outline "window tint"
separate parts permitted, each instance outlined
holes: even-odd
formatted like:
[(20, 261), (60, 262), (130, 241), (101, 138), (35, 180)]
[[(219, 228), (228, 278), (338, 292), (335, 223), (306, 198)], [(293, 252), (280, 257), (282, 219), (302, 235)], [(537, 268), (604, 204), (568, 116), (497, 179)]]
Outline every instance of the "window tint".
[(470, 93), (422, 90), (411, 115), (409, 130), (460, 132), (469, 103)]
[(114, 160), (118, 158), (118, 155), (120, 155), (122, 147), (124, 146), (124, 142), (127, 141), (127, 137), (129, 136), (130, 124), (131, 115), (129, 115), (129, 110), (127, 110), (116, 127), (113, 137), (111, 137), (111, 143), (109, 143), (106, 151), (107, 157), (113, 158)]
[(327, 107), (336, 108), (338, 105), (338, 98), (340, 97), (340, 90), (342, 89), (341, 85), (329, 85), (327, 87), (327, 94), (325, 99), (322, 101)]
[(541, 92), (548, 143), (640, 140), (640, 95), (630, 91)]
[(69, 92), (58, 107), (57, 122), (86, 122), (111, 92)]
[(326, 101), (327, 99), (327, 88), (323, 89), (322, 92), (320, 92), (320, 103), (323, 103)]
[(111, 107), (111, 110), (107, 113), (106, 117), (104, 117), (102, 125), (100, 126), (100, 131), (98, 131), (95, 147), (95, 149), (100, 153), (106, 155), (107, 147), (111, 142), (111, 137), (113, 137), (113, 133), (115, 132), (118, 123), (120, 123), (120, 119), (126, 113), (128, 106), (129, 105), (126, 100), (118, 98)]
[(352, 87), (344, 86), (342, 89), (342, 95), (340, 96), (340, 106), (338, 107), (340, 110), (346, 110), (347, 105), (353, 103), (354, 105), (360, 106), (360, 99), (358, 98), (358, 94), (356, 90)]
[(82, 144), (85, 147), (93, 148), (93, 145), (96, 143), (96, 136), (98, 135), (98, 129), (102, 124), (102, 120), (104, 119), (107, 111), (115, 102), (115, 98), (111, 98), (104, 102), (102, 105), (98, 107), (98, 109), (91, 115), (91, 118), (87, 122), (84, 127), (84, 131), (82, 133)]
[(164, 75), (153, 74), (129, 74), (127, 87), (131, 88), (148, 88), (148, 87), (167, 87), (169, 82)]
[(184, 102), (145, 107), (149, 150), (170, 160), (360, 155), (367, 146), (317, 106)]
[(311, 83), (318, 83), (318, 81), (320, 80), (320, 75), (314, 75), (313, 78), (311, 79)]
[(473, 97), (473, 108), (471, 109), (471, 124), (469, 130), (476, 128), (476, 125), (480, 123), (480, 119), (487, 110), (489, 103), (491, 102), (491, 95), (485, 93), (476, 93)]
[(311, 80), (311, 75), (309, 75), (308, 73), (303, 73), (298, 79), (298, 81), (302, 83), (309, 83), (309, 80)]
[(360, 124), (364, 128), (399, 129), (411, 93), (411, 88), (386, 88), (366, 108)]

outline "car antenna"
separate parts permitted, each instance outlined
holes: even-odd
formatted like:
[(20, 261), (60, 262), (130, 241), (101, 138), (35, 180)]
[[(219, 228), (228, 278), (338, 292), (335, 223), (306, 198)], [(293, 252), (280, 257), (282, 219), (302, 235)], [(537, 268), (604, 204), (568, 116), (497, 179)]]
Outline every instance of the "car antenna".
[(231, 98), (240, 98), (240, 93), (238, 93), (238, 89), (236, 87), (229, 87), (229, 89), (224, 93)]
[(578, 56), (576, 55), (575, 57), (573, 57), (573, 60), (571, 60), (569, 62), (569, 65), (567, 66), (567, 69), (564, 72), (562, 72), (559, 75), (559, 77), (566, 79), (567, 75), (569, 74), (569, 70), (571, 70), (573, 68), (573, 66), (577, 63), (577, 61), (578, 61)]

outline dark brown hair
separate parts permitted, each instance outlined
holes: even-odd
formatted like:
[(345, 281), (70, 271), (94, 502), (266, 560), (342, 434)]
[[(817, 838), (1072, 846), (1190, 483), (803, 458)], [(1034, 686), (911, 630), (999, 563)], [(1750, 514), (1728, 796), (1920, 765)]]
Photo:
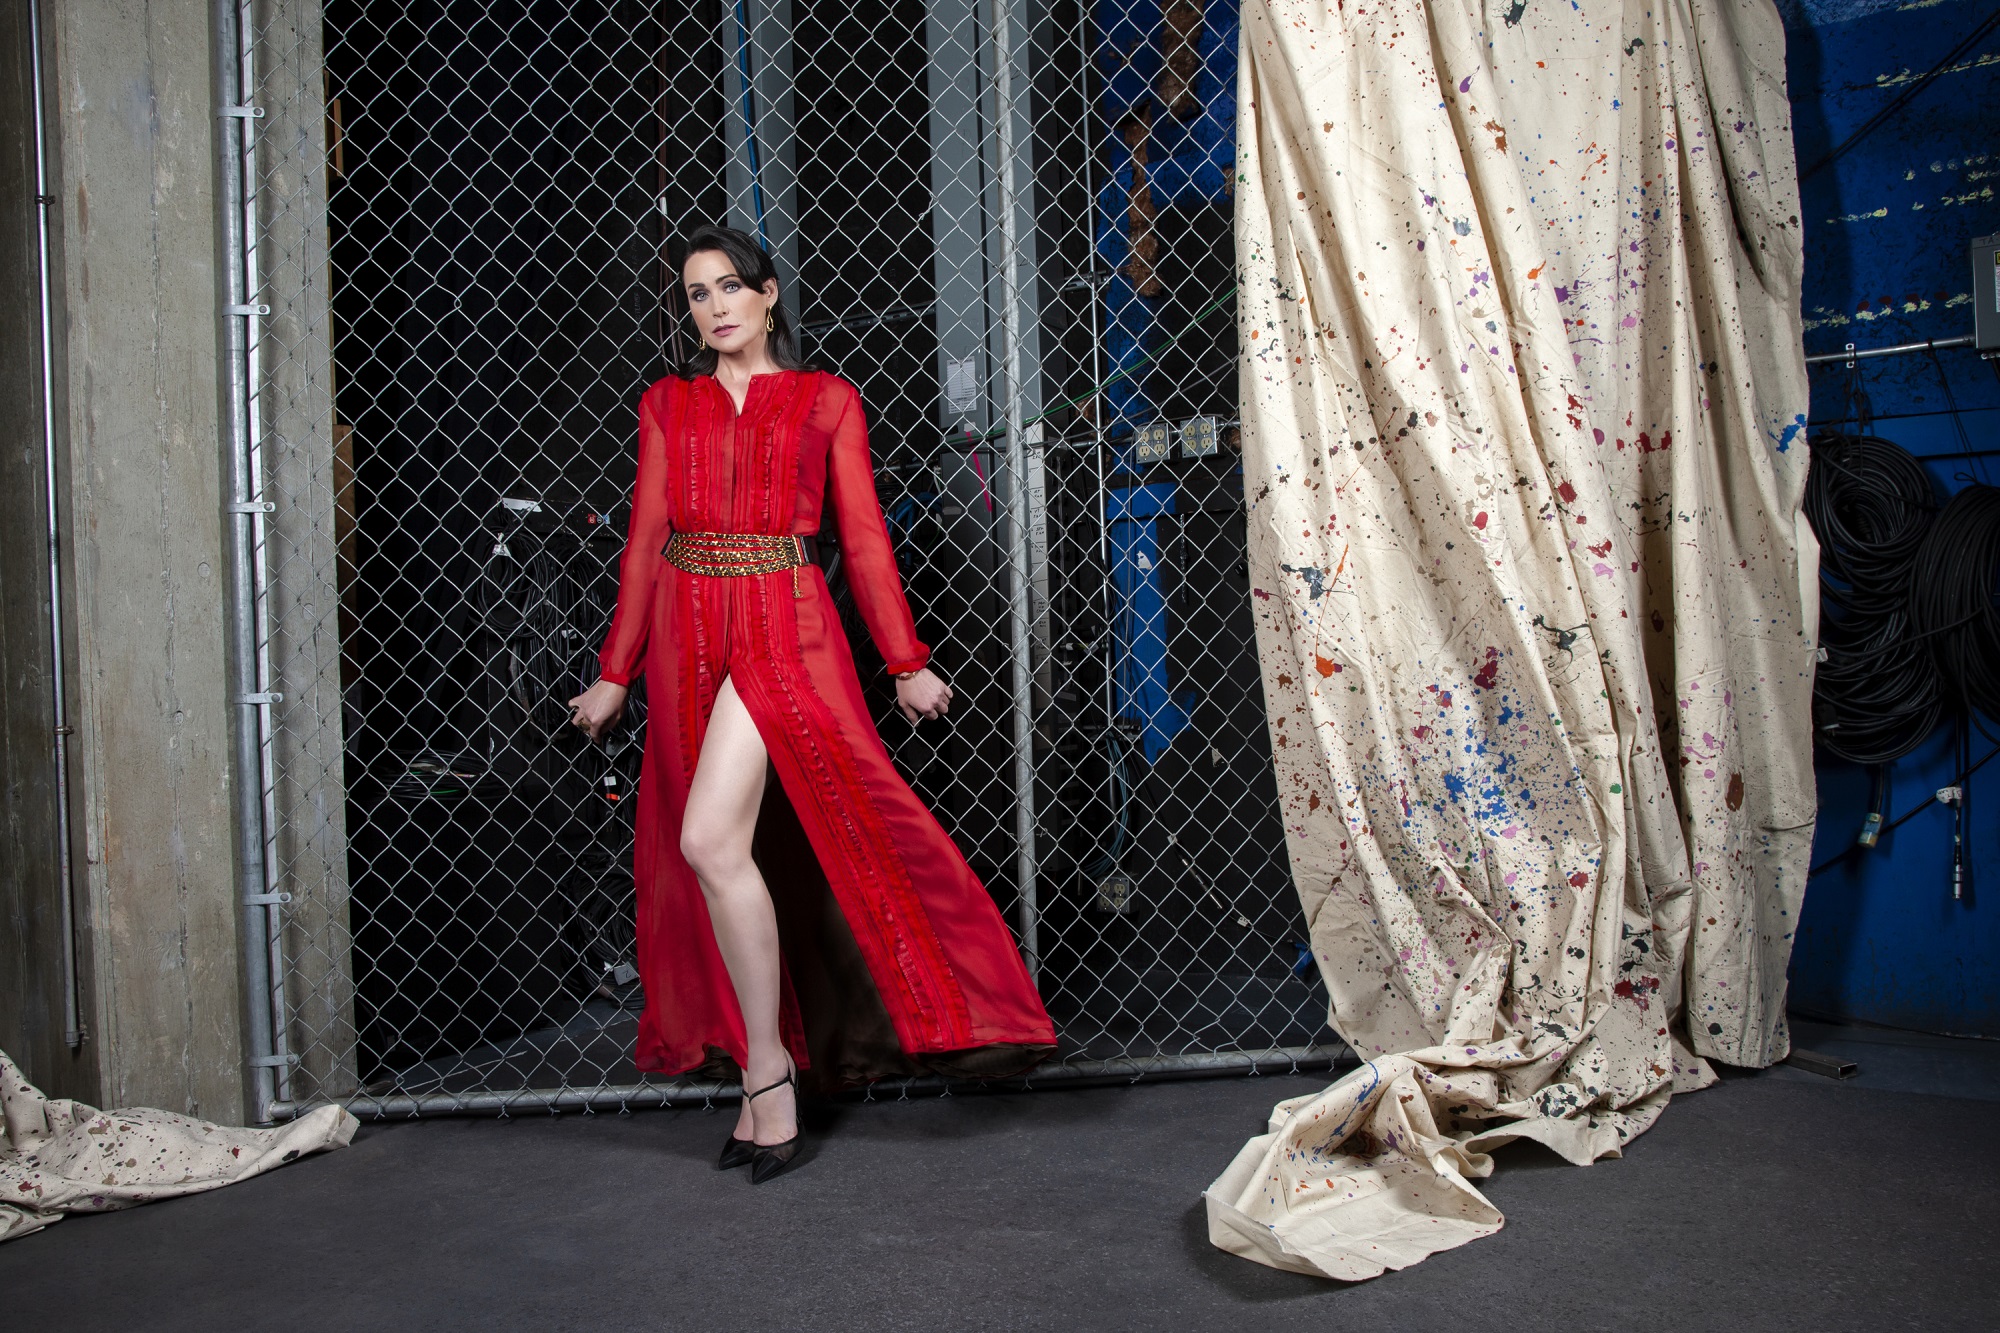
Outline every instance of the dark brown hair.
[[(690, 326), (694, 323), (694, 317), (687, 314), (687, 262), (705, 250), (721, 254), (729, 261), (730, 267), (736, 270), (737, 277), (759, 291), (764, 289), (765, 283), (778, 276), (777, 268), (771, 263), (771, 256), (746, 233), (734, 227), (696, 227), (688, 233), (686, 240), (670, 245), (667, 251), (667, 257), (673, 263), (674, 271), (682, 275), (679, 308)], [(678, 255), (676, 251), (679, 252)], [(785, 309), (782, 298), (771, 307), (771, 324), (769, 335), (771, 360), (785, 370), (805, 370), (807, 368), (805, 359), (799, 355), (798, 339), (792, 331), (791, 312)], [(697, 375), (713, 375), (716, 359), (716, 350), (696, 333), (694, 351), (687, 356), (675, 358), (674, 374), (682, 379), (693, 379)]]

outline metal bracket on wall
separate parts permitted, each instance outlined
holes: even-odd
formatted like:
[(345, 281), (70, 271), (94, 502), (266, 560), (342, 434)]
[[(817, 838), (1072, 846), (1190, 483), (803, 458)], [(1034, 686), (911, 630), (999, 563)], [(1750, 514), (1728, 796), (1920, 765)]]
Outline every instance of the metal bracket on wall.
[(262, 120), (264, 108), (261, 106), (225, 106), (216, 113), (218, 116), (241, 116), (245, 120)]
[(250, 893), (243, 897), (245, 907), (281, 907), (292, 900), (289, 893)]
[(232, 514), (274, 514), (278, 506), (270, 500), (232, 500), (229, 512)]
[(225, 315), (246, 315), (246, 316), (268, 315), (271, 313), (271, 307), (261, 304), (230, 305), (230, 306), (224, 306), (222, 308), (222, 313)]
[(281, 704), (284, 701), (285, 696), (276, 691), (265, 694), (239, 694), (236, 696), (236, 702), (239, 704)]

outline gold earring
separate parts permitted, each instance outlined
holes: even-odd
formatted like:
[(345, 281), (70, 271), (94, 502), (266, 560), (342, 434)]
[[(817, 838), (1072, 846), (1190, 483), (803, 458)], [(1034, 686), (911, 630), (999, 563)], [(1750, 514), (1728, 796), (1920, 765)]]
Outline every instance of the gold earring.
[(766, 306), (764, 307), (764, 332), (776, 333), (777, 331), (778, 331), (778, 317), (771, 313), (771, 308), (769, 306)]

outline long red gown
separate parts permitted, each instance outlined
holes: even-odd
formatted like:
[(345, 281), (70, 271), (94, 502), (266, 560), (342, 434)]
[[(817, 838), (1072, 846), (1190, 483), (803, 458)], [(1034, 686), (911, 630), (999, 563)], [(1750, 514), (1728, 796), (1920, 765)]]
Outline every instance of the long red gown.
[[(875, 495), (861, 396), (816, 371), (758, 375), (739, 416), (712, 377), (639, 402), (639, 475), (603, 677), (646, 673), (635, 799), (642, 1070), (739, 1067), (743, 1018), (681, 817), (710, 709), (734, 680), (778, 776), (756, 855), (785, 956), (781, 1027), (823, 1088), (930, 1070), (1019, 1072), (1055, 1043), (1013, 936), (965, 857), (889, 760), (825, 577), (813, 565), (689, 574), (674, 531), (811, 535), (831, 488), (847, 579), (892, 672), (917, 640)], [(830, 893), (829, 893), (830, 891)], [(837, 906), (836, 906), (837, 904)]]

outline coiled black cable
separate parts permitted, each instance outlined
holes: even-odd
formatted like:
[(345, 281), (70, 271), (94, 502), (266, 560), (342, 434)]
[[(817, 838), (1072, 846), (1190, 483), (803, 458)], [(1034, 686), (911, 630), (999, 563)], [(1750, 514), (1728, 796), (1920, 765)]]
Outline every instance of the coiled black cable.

▶ DIRECTIONS
Would you output the data exactly, without any of its images?

▶ RESPONSE TO THE TASK
outline "window tint"
separate parts permitted, each instance outlined
holes: even-odd
formatted like:
[(20, 261), (60, 262), (130, 241), (101, 138), (35, 180)]
[[(219, 228), (228, 278), (338, 292), (335, 223), (306, 198)], [(293, 252), (280, 257), (282, 219), (302, 235)], [(537, 268), (604, 204), (568, 116), (497, 179)]]
Outline every instance of the "window tint".
[(470, 93), (422, 90), (411, 115), (409, 130), (460, 132), (469, 103)]
[(114, 160), (118, 158), (118, 155), (120, 155), (122, 147), (124, 146), (124, 142), (127, 141), (127, 137), (129, 136), (130, 124), (131, 115), (129, 115), (129, 110), (127, 110), (116, 127), (113, 137), (111, 137), (111, 143), (109, 143), (106, 151), (107, 157), (113, 158)]
[(327, 107), (336, 108), (338, 105), (338, 98), (340, 97), (340, 90), (342, 89), (341, 85), (329, 85), (327, 87), (327, 94), (325, 99), (322, 101)]
[(541, 92), (548, 143), (640, 140), (640, 95), (630, 91)]
[(69, 92), (58, 107), (57, 122), (86, 122), (111, 92)]
[(326, 101), (327, 99), (327, 88), (323, 89), (322, 92), (320, 92), (320, 103), (323, 103)]
[(111, 107), (111, 110), (107, 113), (106, 117), (104, 117), (102, 125), (100, 126), (100, 131), (98, 131), (95, 147), (95, 149), (100, 153), (106, 155), (107, 147), (111, 142), (111, 137), (113, 137), (113, 133), (115, 132), (118, 123), (120, 123), (120, 119), (126, 113), (128, 106), (129, 105), (126, 100), (118, 98)]
[(352, 87), (344, 86), (342, 89), (342, 95), (340, 96), (340, 106), (338, 107), (340, 110), (346, 110), (347, 105), (353, 103), (354, 105), (360, 106), (360, 99), (358, 98), (358, 94), (356, 90)]
[(82, 144), (85, 147), (93, 148), (93, 145), (96, 143), (96, 136), (98, 135), (98, 129), (102, 124), (102, 120), (104, 119), (107, 111), (115, 102), (115, 98), (111, 98), (104, 102), (102, 105), (98, 107), (98, 109), (91, 115), (91, 118), (87, 122), (84, 127), (84, 131), (82, 133)]
[(164, 75), (153, 74), (129, 74), (127, 87), (131, 88), (148, 88), (148, 87), (167, 87), (169, 82)]
[(184, 102), (145, 107), (149, 150), (170, 160), (360, 155), (367, 146), (317, 106)]
[(311, 83), (318, 83), (318, 81), (320, 80), (320, 75), (314, 75), (313, 78), (311, 79)]
[(473, 97), (473, 108), (471, 109), (471, 124), (469, 130), (476, 128), (476, 125), (480, 123), (480, 119), (487, 110), (489, 103), (491, 102), (491, 95), (485, 93), (476, 93)]
[(311, 80), (311, 75), (309, 75), (308, 73), (303, 73), (298, 79), (298, 81), (302, 83), (309, 83), (309, 80)]
[(360, 124), (364, 128), (399, 129), (411, 93), (411, 88), (386, 88), (366, 108)]

outline "car antenna"
separate parts permitted, each instance outlined
holes: even-odd
formatted like:
[(20, 261), (60, 262), (130, 241), (101, 138), (35, 180)]
[[(219, 228), (228, 278), (338, 292), (335, 223), (306, 198)], [(293, 252), (280, 257), (282, 219), (302, 235)], [(537, 268), (604, 204), (568, 116), (497, 179)]]
Outline every instance of the "car antenna".
[(231, 98), (240, 98), (240, 93), (238, 93), (238, 89), (236, 87), (229, 87), (229, 89), (224, 93)]
[(578, 56), (576, 55), (575, 57), (573, 57), (573, 60), (571, 60), (569, 62), (569, 65), (567, 66), (567, 69), (564, 72), (562, 72), (559, 75), (559, 77), (566, 79), (567, 75), (569, 74), (569, 70), (571, 70), (573, 68), (573, 66), (577, 63), (577, 61), (578, 61)]

outline dark brown hair
separate parts permitted, each instance outlined
holes: even-odd
formatted like:
[(345, 281), (70, 271), (94, 502), (266, 560), (342, 434)]
[[(817, 838), (1072, 846), (1190, 483), (803, 458)], [(1034, 686), (911, 630), (999, 563)], [(1750, 514), (1728, 796), (1920, 765)]]
Photo:
Outline every instance of the dark brown hair.
[[(690, 326), (694, 323), (694, 317), (687, 314), (687, 262), (705, 250), (721, 254), (729, 261), (730, 267), (736, 270), (737, 277), (759, 291), (764, 289), (765, 283), (778, 276), (777, 268), (771, 263), (771, 256), (746, 233), (734, 227), (696, 227), (688, 233), (686, 240), (670, 245), (667, 251), (667, 257), (673, 263), (674, 271), (682, 275), (679, 308)], [(678, 255), (676, 251), (679, 252)], [(785, 309), (782, 298), (771, 307), (771, 324), (769, 335), (771, 360), (785, 370), (805, 370), (807, 368), (805, 359), (799, 355), (798, 339), (792, 331), (791, 312)], [(697, 375), (713, 375), (716, 359), (716, 350), (696, 333), (694, 351), (687, 356), (675, 358), (674, 374), (682, 379), (693, 379)]]

outline metal bracket on wall
separate parts permitted, each instance outlined
holes: even-odd
formatted like:
[(345, 281), (70, 271), (94, 502), (266, 560), (342, 434)]
[[(817, 838), (1072, 846), (1190, 483), (803, 458)], [(1034, 686), (911, 630), (999, 563)], [(1750, 514), (1728, 796), (1920, 765)]]
Outline every instance of the metal bracket on wall.
[(262, 120), (264, 108), (261, 106), (225, 106), (216, 113), (218, 116), (241, 116), (245, 120)]
[(250, 893), (243, 897), (245, 907), (281, 907), (292, 900), (289, 893)]
[(232, 514), (274, 514), (278, 506), (270, 500), (232, 500), (229, 512)]
[(225, 315), (246, 315), (246, 316), (268, 315), (271, 313), (271, 307), (261, 304), (230, 305), (230, 306), (224, 306), (222, 308), (222, 313)]
[(281, 704), (284, 701), (285, 696), (276, 691), (265, 694), (239, 694), (236, 696), (236, 702), (239, 704)]

outline gold earring
separate parts permitted, each instance outlined
holes: even-odd
formatted like:
[(345, 281), (70, 271), (94, 502), (266, 560), (342, 434)]
[[(817, 838), (1072, 846), (1190, 483), (803, 458)], [(1034, 686), (911, 630), (999, 563)], [(1750, 514), (1728, 796), (1920, 765)]]
Outline every instance of the gold earring.
[(766, 306), (764, 307), (764, 332), (776, 333), (777, 331), (778, 331), (778, 317), (771, 313), (771, 308), (769, 306)]

outline long red gown
separate parts permitted, each instance outlined
holes: even-odd
formatted like:
[(345, 281), (70, 271), (94, 502), (266, 560), (342, 434)]
[[(817, 838), (1072, 846), (1190, 483), (803, 458)], [(1034, 686), (911, 630), (999, 563)], [(1750, 514), (1728, 796), (1920, 765)]]
Outline every instance of the long red gown.
[[(875, 495), (861, 396), (816, 371), (758, 375), (739, 416), (712, 377), (639, 402), (639, 475), (603, 677), (646, 673), (635, 799), (642, 1070), (739, 1067), (743, 1018), (681, 817), (710, 709), (734, 680), (778, 776), (756, 855), (785, 956), (781, 1027), (823, 1088), (930, 1070), (1019, 1072), (1055, 1043), (1013, 936), (965, 857), (889, 760), (825, 577), (813, 565), (689, 574), (674, 531), (811, 535), (831, 488), (847, 579), (892, 672), (917, 640)], [(830, 893), (829, 893), (830, 891)], [(837, 906), (836, 906), (837, 904)]]

outline coiled black cable
separate parts permitted, each instance outlined
holes: even-odd
formatted like:
[(345, 281), (70, 271), (94, 502), (266, 560), (342, 434)]
[[(817, 838), (1072, 846), (1190, 483), (803, 458)], [(1034, 686), (911, 630), (999, 563)], [(1750, 514), (1728, 796), (1920, 765)]]
Outline every instance of the coiled black cable.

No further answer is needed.